Locate the line that contains "In this exercise you will mark every instance of the soap". Print it and each following line through the end of the listing, verbatim, and nothing more.

===

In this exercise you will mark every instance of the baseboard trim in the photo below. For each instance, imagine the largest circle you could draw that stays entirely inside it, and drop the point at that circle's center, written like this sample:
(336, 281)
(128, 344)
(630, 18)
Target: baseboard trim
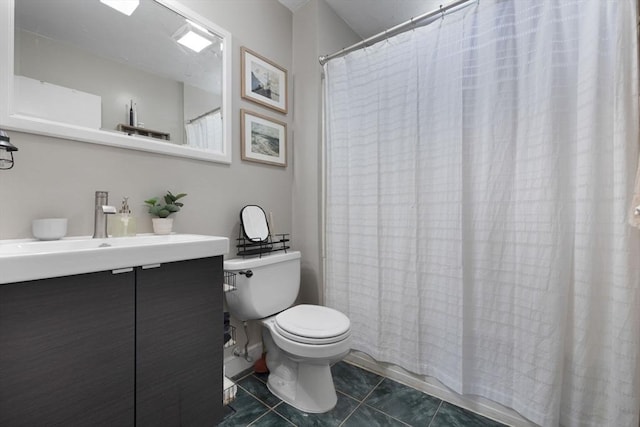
(433, 387)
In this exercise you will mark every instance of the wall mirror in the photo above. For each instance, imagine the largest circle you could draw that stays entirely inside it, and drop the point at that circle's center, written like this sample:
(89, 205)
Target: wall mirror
(82, 70)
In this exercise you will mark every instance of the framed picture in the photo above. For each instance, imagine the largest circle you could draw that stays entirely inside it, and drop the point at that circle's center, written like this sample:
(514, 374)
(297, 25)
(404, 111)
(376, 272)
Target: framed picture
(263, 81)
(263, 139)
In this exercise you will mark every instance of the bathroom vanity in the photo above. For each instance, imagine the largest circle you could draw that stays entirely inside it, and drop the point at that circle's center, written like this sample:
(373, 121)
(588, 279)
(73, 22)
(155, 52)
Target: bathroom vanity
(125, 345)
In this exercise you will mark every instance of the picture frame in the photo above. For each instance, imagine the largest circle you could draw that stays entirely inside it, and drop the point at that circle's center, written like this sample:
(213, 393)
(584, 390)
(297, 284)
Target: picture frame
(263, 139)
(263, 82)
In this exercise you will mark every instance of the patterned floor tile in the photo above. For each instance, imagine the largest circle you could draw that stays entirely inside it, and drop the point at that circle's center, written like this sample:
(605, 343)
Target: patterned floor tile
(247, 409)
(404, 403)
(271, 419)
(354, 381)
(369, 417)
(259, 389)
(335, 417)
(452, 416)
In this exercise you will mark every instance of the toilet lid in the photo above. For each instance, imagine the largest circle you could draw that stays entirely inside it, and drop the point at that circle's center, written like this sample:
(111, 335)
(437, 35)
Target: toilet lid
(313, 324)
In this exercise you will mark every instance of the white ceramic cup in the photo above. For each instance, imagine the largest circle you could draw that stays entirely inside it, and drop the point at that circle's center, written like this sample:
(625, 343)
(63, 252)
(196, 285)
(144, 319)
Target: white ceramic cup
(49, 228)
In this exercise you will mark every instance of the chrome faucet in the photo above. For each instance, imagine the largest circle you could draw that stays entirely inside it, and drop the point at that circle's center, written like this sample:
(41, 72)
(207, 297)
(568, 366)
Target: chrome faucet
(102, 209)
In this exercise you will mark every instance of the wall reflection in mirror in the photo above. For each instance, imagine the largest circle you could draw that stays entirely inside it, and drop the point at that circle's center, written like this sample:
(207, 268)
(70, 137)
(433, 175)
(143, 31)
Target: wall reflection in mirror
(86, 64)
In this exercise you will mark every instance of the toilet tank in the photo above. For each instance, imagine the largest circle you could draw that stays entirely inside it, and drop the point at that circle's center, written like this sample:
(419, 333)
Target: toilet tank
(273, 284)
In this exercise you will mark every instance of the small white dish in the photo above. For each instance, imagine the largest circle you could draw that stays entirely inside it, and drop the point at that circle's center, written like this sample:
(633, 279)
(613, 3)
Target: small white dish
(49, 228)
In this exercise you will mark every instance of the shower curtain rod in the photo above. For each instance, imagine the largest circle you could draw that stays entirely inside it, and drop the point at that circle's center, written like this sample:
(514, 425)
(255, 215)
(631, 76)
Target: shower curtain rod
(400, 28)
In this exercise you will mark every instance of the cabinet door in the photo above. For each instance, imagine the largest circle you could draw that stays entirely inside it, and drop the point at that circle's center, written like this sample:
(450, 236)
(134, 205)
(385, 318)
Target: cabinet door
(179, 333)
(67, 351)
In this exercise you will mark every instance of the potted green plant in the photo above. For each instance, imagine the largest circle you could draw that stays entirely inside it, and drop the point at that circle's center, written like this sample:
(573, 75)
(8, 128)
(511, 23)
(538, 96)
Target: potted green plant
(162, 224)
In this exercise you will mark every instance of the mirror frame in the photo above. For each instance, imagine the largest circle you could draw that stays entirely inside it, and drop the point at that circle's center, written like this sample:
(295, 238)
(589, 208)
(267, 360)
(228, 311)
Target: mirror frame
(9, 120)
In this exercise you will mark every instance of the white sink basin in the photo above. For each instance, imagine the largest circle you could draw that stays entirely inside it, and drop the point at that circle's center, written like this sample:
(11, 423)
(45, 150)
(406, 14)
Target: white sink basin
(22, 260)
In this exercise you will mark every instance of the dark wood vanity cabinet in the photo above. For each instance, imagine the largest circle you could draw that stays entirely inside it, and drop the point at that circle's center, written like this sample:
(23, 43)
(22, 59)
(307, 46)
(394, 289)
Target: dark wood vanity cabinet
(179, 332)
(67, 351)
(138, 348)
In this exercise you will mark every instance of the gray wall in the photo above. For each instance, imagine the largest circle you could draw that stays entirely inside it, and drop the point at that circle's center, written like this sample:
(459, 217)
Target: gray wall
(58, 178)
(317, 30)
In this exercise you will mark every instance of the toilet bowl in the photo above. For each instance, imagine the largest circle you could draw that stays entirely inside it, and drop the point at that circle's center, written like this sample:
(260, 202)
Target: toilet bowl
(301, 341)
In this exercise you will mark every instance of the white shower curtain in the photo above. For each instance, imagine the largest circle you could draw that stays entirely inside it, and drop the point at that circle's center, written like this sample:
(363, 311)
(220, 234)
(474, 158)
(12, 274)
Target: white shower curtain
(206, 132)
(479, 174)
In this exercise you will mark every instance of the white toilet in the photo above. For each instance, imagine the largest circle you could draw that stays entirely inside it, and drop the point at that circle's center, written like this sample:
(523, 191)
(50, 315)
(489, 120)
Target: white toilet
(301, 341)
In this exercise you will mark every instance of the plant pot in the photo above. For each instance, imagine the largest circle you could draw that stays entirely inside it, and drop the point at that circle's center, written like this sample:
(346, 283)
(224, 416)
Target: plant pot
(162, 225)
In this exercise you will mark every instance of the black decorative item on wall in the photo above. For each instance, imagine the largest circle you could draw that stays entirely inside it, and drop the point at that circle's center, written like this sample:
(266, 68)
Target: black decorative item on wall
(6, 151)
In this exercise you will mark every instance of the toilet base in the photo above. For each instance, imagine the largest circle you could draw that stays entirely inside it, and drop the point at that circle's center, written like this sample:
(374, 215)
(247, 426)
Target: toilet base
(305, 386)
(313, 391)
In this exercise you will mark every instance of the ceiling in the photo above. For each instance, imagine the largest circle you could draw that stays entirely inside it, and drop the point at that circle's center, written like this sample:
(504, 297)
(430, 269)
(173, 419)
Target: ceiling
(370, 17)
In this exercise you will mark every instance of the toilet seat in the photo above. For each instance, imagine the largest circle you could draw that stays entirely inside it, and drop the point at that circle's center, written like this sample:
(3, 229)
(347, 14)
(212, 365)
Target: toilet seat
(313, 324)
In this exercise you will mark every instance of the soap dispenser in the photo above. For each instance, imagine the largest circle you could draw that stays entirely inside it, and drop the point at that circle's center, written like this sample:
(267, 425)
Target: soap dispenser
(124, 224)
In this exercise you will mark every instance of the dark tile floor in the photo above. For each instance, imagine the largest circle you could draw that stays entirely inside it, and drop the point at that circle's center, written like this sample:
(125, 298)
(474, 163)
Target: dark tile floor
(364, 399)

===

» **Response to this task**
In this exercise you will mark every instance of the soap dispenser in the photo above. For each instance, imagine the largest circle you could draw that stays entirely inside it, and drop the point at that circle's center, written like this sample:
(267, 425)
Target: soap dispenser
(124, 224)
In this exercise you will mark every instance of the dark tile floor in the photo above. For each instance, imagine the largest circle you could draw that stays entirely inside it, and drop the point at that circle's center, written like this sample:
(125, 298)
(474, 163)
Target: dark tile floor
(364, 399)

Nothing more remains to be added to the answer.